● INSTRUCTIONS FOR THE TASK:
Repeat the passage on the history of normalcy word for word, from "This research on" to "in fashioning sensibilities.".

TEXT PROVIDED section start

One crucial question in tracing the history of normalcy is: How does a term come to be established as a category and used to designate something as abnormal?
This research on hysteria, contagion, and Alzheimer's disease showed how much the understanding of a category depends on its configuration in medical records as well as its contemporary use in medical, political, and philosophical debates. Indeed, such categories’ usage seems to play a greater role than their definition, their connotation a greater role than their denotation. By analyzing texts as fields of struggle, the authors saw how particular conceptions come to be shared—to the point of becoming invisible—and taken for granted in discourses and in fashioning sensibilities.
Sabine Arnaud’s work on hysteria was centered on this question. The category of hysteria has attracted a lot of interest, notably because it exemplifies the shift towards modernity, with disorders previously interpreted in demonic or religious terms now being construed as pathological. Yet the moment of the category’s invention, the eighteenth century, has been neglected by scholarship.
Her monograph investigates the writing practices found in medical texts—including the use of metaphors, citations, and literary genres—and how they helped to configure the diagnoses that were later drawn together under the heading of “hysteria.” It further explored the circulation of diagnoses outside the medical corpus and considered the semantic displacement at work in their uses. The book examined contradictory uses of these terminologies and traces how the gaps between approaches were bridged by shared imaginings. Finally, it showed how forging the category of hysteria offered opportunities to define the role of medicine and to establish the status of physicians in society—first giving them privileged access to the aristocracy, and later a mission as citizens in the aftermath of the French Revolution.
In contrast, Sean Dyde's work on hysteria in the nineteenth-Century German lands examines how such a diagnosis was could not be applied to all the medical phenomena to which physicians put it. His project involves a series of case studies from 1819 to 1850 across the entire Confederation in which various amphibians—lizards, toads, and snakes to name a few—seemed to have entered the patient's body. In these circumstances, hysteria was only one of a range of options—from outright fraud to spontaneous generation—used to explain these occurrences. The focus of this work was the arguments used, as well as the people who used them, to normalize these worrying events.
While preparing her PhD on the concept of contagion in nineteenth-century England, Debolina Dey examined the use of contagion as a metaphor in public debates about the poor, in commonplace books, in legal texts such as the New Poor Law (1834), the Public Health Act (1848), and the Contagious Diseases Acts (1860s), and in literary works such as Dickens’s Bleak House. She argued that for disease to attain its ubiquity in the cultural imagination of Victorian England, it had to operate both as a historical phenomenon and as a literary metaphor that could be appropriated into various other discourses. Here again, a medical category was used to claim the need for normalizations: cleanliness, sanitation, hygiene, education for the poor, and a whole series of measures associated with the urbanization process. Despite predicating ideas of social justice, these texts circulated the category of contagion to exemplify the need for strict morals, civic conduct, and social order as key to the health of the nation.

TEXT PROVIDED section end
RECORDED DATA section start

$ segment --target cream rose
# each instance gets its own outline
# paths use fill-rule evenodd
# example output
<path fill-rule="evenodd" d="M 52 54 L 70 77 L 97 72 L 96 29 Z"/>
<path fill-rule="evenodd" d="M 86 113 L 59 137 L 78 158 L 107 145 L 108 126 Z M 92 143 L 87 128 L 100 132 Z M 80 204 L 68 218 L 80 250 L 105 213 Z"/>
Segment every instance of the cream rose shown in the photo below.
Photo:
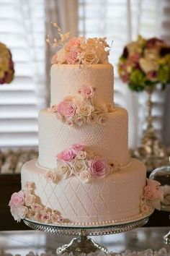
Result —
<path fill-rule="evenodd" d="M 57 171 L 63 179 L 67 179 L 72 174 L 72 166 L 71 163 L 66 163 L 63 161 L 58 161 Z"/>
<path fill-rule="evenodd" d="M 76 156 L 80 160 L 86 159 L 86 151 L 78 151 Z"/>
<path fill-rule="evenodd" d="M 80 174 L 81 171 L 86 171 L 87 165 L 84 160 L 75 160 L 73 164 L 73 174 L 75 175 Z"/>
<path fill-rule="evenodd" d="M 78 108 L 78 113 L 84 116 L 88 116 L 94 111 L 94 107 L 88 102 L 84 101 Z"/>
<path fill-rule="evenodd" d="M 34 195 L 31 195 L 30 193 L 25 193 L 24 194 L 24 203 L 26 206 L 32 205 L 35 200 L 35 196 Z"/>
<path fill-rule="evenodd" d="M 11 208 L 11 213 L 15 221 L 20 222 L 21 220 L 24 218 L 28 212 L 28 208 L 26 206 L 19 206 L 17 208 Z"/>

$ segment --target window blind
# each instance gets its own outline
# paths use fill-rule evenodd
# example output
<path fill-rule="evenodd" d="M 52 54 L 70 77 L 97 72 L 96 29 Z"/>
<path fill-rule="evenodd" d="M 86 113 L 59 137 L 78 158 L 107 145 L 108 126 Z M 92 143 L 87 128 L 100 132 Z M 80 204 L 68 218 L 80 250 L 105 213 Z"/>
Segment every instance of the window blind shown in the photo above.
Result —
<path fill-rule="evenodd" d="M 15 77 L 0 86 L 0 148 L 37 145 L 45 104 L 43 0 L 0 0 L 0 41 L 11 50 Z"/>
<path fill-rule="evenodd" d="M 138 35 L 146 38 L 167 38 L 164 29 L 167 0 L 79 0 L 79 34 L 86 37 L 107 36 L 112 49 L 109 61 L 115 67 L 115 102 L 129 112 L 130 147 L 135 148 L 146 129 L 146 95 L 132 93 L 118 77 L 117 65 L 126 43 L 136 40 Z M 165 25 L 164 25 L 165 27 Z M 164 32 L 163 32 L 164 31 Z M 160 96 L 161 93 L 161 96 Z M 156 92 L 153 97 L 154 126 L 161 136 L 164 93 Z"/>

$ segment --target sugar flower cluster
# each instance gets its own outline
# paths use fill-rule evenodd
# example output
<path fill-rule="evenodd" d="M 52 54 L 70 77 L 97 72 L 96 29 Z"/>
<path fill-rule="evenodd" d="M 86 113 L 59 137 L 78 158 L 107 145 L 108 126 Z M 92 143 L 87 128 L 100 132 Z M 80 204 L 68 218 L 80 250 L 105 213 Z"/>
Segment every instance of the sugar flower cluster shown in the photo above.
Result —
<path fill-rule="evenodd" d="M 153 209 L 161 210 L 161 202 L 164 200 L 164 192 L 161 184 L 155 180 L 146 179 L 143 196 L 140 198 L 142 213 L 150 212 Z"/>
<path fill-rule="evenodd" d="M 55 182 L 58 178 L 67 179 L 75 175 L 86 183 L 91 177 L 102 179 L 120 168 L 117 161 L 110 163 L 84 145 L 74 144 L 57 155 L 56 168 L 47 171 L 45 177 L 48 181 Z"/>
<path fill-rule="evenodd" d="M 34 183 L 26 182 L 25 189 L 14 192 L 11 197 L 9 205 L 15 221 L 29 219 L 44 223 L 58 223 L 63 221 L 57 210 L 52 210 L 38 203 L 38 197 L 33 193 Z"/>
<path fill-rule="evenodd" d="M 53 23 L 57 27 L 59 40 L 53 39 L 51 43 L 50 38 L 47 39 L 53 46 L 61 46 L 59 51 L 53 56 L 51 63 L 83 64 L 90 66 L 92 64 L 108 63 L 109 46 L 106 42 L 106 38 L 71 38 L 70 33 L 61 34 L 61 29 L 56 23 Z"/>
<path fill-rule="evenodd" d="M 0 43 L 0 84 L 9 84 L 14 74 L 14 62 L 9 49 Z"/>
<path fill-rule="evenodd" d="M 170 82 L 170 46 L 164 40 L 139 36 L 124 48 L 118 72 L 130 88 L 142 91 L 147 87 Z"/>
<path fill-rule="evenodd" d="M 95 90 L 92 86 L 84 85 L 76 94 L 64 98 L 59 104 L 53 105 L 48 110 L 71 126 L 104 125 L 107 120 L 107 113 L 112 112 L 114 106 L 97 103 L 93 99 Z"/>

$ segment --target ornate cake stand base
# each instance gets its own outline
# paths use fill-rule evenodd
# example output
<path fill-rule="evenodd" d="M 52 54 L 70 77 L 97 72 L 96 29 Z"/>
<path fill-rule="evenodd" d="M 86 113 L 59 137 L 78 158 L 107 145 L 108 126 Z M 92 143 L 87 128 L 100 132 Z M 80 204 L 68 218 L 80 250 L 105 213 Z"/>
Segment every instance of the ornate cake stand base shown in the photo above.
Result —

RECORDED DATA section end

● ANSWER AREA:
This research on hysteria, contagion, and Alzheimer's disease showed how much the understanding of a category depends on its configuration in medical records as well as its contemporary use in medical, political, and philosophical debates. Indeed, such categories’ usage seems to play a greater role than their definition, their connotation a greater role than their denotation. By analyzing texts as fields of struggle, the authors saw how particular conceptions come to be shared—to the point of becoming invisible—and taken for granted in discourses and in fashioning sensibilities.